╔══

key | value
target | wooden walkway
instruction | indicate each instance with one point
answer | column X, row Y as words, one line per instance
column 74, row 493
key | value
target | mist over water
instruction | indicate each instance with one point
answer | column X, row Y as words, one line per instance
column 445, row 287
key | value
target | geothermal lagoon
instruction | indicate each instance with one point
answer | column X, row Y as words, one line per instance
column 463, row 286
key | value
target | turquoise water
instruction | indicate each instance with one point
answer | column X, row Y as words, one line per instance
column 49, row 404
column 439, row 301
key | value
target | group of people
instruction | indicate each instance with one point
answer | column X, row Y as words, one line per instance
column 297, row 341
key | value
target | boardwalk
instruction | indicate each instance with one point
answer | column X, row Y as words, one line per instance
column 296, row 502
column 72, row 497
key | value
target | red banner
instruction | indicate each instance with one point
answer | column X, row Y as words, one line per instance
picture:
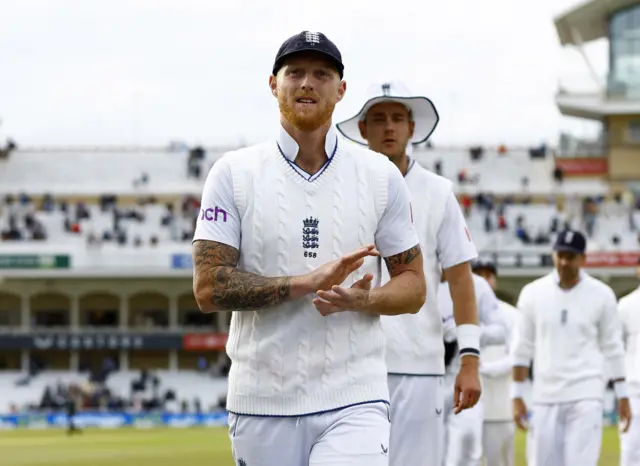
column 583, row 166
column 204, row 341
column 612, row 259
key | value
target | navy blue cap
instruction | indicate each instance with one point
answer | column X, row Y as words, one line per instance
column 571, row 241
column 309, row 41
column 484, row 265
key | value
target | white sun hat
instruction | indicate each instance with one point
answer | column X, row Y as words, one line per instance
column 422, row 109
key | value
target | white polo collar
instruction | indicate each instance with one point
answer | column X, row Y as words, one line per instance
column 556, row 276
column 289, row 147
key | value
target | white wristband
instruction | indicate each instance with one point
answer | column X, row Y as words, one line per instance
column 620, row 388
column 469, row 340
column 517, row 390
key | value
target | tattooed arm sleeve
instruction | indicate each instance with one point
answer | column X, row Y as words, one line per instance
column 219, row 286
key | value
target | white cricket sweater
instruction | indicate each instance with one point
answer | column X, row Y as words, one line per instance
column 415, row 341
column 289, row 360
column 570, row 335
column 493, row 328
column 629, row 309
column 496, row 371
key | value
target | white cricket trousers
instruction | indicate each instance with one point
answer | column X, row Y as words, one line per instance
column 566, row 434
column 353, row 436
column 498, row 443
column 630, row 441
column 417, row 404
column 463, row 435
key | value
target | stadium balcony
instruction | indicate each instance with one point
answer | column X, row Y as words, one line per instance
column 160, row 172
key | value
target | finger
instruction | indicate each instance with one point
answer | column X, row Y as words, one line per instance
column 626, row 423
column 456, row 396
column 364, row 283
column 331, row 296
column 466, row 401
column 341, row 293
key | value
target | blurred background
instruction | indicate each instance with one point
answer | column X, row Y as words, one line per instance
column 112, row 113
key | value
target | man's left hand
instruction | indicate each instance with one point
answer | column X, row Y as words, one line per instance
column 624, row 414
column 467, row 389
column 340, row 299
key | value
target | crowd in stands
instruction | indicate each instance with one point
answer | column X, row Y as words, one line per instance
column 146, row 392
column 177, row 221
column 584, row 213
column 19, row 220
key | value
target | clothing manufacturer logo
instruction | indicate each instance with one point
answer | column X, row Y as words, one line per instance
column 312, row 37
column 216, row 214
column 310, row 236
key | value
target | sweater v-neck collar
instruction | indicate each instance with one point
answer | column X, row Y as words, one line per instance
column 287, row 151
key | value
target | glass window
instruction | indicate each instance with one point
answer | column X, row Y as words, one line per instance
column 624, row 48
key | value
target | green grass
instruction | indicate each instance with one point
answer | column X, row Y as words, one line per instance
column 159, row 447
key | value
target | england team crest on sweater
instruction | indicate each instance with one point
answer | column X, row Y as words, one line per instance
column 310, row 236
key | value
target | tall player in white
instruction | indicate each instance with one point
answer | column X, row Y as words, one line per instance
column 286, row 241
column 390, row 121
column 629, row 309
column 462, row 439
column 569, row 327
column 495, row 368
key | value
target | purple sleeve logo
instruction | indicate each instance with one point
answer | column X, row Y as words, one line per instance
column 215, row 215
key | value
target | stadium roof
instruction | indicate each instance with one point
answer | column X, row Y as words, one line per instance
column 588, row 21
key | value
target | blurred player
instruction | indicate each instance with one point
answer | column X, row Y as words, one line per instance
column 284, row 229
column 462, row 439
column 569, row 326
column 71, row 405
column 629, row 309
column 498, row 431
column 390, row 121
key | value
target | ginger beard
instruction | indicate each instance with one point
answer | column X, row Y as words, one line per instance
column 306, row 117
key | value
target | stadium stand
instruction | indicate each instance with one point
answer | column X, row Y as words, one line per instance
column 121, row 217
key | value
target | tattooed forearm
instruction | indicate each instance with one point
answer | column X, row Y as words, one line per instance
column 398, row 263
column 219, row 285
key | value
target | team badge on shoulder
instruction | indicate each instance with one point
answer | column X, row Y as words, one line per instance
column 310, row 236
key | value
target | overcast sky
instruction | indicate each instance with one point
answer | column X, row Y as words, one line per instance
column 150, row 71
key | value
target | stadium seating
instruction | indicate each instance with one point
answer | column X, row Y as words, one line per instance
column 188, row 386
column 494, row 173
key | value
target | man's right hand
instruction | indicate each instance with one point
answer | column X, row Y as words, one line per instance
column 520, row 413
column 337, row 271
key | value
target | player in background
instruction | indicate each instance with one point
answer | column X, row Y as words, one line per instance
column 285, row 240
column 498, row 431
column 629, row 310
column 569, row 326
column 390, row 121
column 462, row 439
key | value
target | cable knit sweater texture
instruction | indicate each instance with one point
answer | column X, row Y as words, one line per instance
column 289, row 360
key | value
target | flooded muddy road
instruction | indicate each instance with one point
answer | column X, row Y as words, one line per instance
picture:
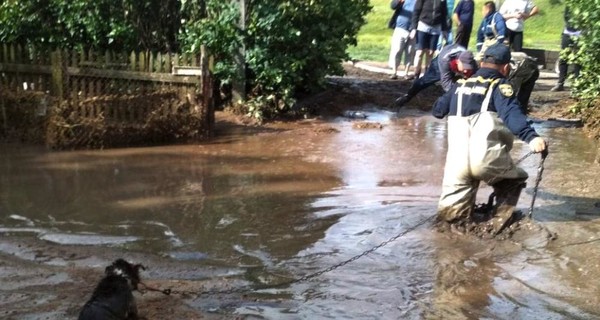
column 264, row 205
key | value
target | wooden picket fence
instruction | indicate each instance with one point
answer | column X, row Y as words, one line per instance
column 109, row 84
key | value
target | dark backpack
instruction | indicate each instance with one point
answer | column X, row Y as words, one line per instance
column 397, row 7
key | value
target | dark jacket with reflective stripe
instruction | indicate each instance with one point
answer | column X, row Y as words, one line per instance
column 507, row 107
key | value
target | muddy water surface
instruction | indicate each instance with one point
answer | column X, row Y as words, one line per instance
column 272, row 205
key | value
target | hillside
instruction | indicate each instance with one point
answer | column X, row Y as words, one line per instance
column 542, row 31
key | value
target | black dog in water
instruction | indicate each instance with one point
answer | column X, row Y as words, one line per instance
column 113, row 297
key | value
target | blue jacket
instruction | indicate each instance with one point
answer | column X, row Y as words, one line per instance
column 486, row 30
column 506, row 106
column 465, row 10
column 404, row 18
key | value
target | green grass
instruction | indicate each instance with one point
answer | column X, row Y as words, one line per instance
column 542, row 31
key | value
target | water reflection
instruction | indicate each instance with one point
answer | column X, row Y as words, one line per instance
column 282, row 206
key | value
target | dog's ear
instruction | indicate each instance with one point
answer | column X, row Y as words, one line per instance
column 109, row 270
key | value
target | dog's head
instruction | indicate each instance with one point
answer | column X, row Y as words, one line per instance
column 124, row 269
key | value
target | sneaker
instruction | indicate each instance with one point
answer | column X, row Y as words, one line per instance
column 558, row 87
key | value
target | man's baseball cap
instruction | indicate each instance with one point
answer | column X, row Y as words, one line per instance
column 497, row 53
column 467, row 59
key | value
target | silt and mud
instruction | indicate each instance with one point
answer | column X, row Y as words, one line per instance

╚══

Transcribe the entries above verbatim, omitting their pictures.

(Task answer):
key | value
target | wooden walkway
instruction | indicate each instance with one point
answer | column X, row Y as words, one line per instance
column 74, row 493
key | value
target | mist over water
instruction | indicate each instance with one point
answer | column X, row Y as words, one line per instance
column 445, row 287
key | value
target | geothermal lagoon
instruction | indicate each instance with one point
answer | column X, row Y as words, one line per instance
column 463, row 286
key | value
target | turquoise water
instruction | indicate each instance with one point
answer | column X, row Y as words, one line per instance
column 49, row 404
column 439, row 301
key | value
target | group of people
instruction | indicate each instance with one point
answer | column X, row Y as words, one line per instance
column 297, row 341
key | value
target | boardwalk
instruction | indicate each instance with one point
answer | column X, row Y as words, one line per instance
column 296, row 502
column 72, row 497
key | value
target | red banner
instruction | indicate each instance with one point
answer | column X, row Y as words, one line per instance
picture:
column 583, row 166
column 204, row 341
column 612, row 259
key | value
target | navy blue cap
instruction | indicate each instance with one point
answer | column X, row Y as words, one line per instance
column 571, row 241
column 309, row 41
column 484, row 265
key | value
target | white sun hat
instruction | indicate each instance with one point
answer | column X, row Y as words, one line per instance
column 422, row 109
key | value
target | white polo collar
instruction | indicate each instance with one point
answer | column X, row Y as words, one line per instance
column 556, row 276
column 289, row 147
key | value
target | white wristband
instruction | indicate each instance with one point
answer | column X, row Y as words, one line per instance
column 620, row 388
column 469, row 340
column 517, row 390
key | value
target | tattooed arm sleeve
instruction | indicate each instance with one point
answer | column X, row Y as words, one line per instance
column 219, row 286
key | value
target | white cricket sweater
instruction | indicate each instance with one point
answer | column X, row Y as words, one line per instance
column 415, row 341
column 289, row 360
column 570, row 335
column 493, row 328
column 629, row 309
column 496, row 371
key | value
target | white cricket trousers
instruction | indicate each instance with one point
answer | column X, row Y as words, one line per instance
column 566, row 434
column 353, row 436
column 498, row 443
column 630, row 441
column 417, row 404
column 463, row 435
key | value
target | stadium balcony
instruction | indicate each instance with one point
answer | column X, row Y as words, one line per instance
column 160, row 172
key | value
target | finger
instruction | indicate each instance with one point
answer | column X, row Y as words, one line per instance
column 626, row 423
column 456, row 396
column 364, row 283
column 331, row 296
column 466, row 401
column 341, row 293
key | value
target | blurred background
instruction | indicate each instance with one point
answer | column X, row Y as words, one line per instance
column 112, row 113
key | value
target | man's left hand
instruction | indicate each instance with one point
answer | column X, row Y as words, one line per instance
column 624, row 414
column 467, row 389
column 340, row 299
key | value
target | crowd in stands
instruction | indicate each instance with one point
answer | column X, row Y as words, one line per instance
column 146, row 392
column 177, row 221
column 584, row 213
column 19, row 220
key | value
target | clothing manufacturer logo
instruction | indicate each instance with one point
answer | column X, row Y as words, one line per instance
column 312, row 37
column 216, row 214
column 310, row 236
key | value
target | sweater v-neck collar
instruction | indicate each instance with one point
answer | column X, row Y as words, one line per instance
column 287, row 151
key | value
target | glass window
instruction | indicate each instance with one point
answer | column X, row Y as words, one line per instance
column 624, row 48
key | value
target | green grass
instruction | indicate each instance with one point
answer | column X, row Y as words, one line per instance
column 159, row 447
key | value
target | england team crest on sweater
instruction | indicate each instance with one point
answer | column X, row Y as words, one line per instance
column 310, row 236
key | value
target | tall player in white
instruction | indicate each instance with one point
answer | column X, row Y as words, one line per instance
column 286, row 241
column 390, row 121
column 629, row 309
column 462, row 439
column 569, row 327
column 495, row 368
key | value
target | purple sleeve logo
instruction | indicate each instance with one point
answer | column X, row Y as words, one line per instance
column 215, row 215
key | value
target | stadium roof
instruction | indicate each instance with one point
answer | column X, row Y as words, one line per instance
column 588, row 21
key | value
target | blurred player
instruction | indicate each instance with one point
answer | column X, row Y as words, one line per instance
column 284, row 229
column 462, row 439
column 569, row 326
column 71, row 405
column 629, row 309
column 498, row 431
column 390, row 121
key | value
target | ginger beard
instruction | indicate each instance with one point
answer | column X, row Y as words, one line per instance
column 306, row 117
key | value
target | stadium stand
instruction | indicate each instance with one point
answer | column X, row Y as words, one line per instance
column 121, row 217
key | value
target | tattooed forearm
instruction | indicate each instance with one point
answer | column X, row Y as words, one line per instance
column 398, row 263
column 219, row 285
key | value
target | team badge on shoulder
instruction | indicate each instance with one point
answer | column X, row Y as words, one line per instance
column 310, row 236
key | value
target | overcast sky
instruction | indicate each instance with one point
answer | column X, row Y as words, one line per instance
column 150, row 71
key | value
target | stadium seating
instruction | indicate each instance with one point
answer | column X, row Y as words, one line per instance
column 188, row 386
column 494, row 173
key | value
target | man's right hand
instruction | indicate each instance with one point
answer | column X, row Y as words, one line per instance
column 520, row 413
column 337, row 271
key | value
target | player in background
instruction | indicate each instance with one point
answer | column X, row Y as words, one line per instance
column 285, row 240
column 498, row 431
column 629, row 310
column 569, row 326
column 390, row 121
column 462, row 439
key | value
target | cable knit sweater texture
instruction | indicate each instance with one point
answer | column X, row Y as words, one line per instance
column 289, row 360
key | value
target | flooded muddy road
instruction | indicate each instance with one point
answer | column X, row Y as words, one line per instance
picture:
column 264, row 205
key | value
target | wooden picket fence
instruction | indicate each instance with one point
answer | column X, row Y as words, one line per instance
column 109, row 84
key | value
target | dark backpack
instruction | indicate each instance with one point
answer | column X, row Y as words, one line per instance
column 397, row 7
key | value
target | dark jacket with reflective stripe
instruction | indicate each instance with one point
answer | column X, row Y as words, one line per instance
column 507, row 107
key | value
target | muddy water surface
instruction | indicate each instance with one point
answer | column X, row Y as words, one line per instance
column 272, row 205
key | value
target | hillside
instruction | indicate each instance with one point
answer | column X, row Y as words, one line per instance
column 542, row 31
key | value
target | black dog in water
instruction | indicate each instance with one point
answer | column X, row Y as words, one line per instance
column 113, row 297
key | value
target | blue jacket
instruction | indicate each instance with one point
answer | column X, row Y as words, one line per instance
column 486, row 30
column 506, row 106
column 465, row 10
column 404, row 18
key | value
target | green grass
instruction | indicate each instance with one point
answer | column X, row Y as words, one line per instance
column 542, row 31
key | value
target | water reflection
instruction | indicate each instance with one point
answer | column X, row Y as words, one line per instance
column 282, row 206
key | value
target | dog's ear
instruction | indicate each instance with one point
answer | column X, row Y as words, one line per instance
column 109, row 270
key | value
target | dog's head
instruction | indicate each instance with one point
answer | column X, row Y as words, one line per instance
column 124, row 269
key | value
target | sneaker
instruction | indicate each instance with one point
answer | column X, row Y as words, one line per instance
column 558, row 87
key | value
target | man's baseball cap
instruction | indicate each instance with one point
answer | column X, row Y as words, one line per instance
column 497, row 53
column 467, row 59
key | value
target | silt and mud
instruction | indicate each instance with one point
answer | column X, row Y as words, one line per instance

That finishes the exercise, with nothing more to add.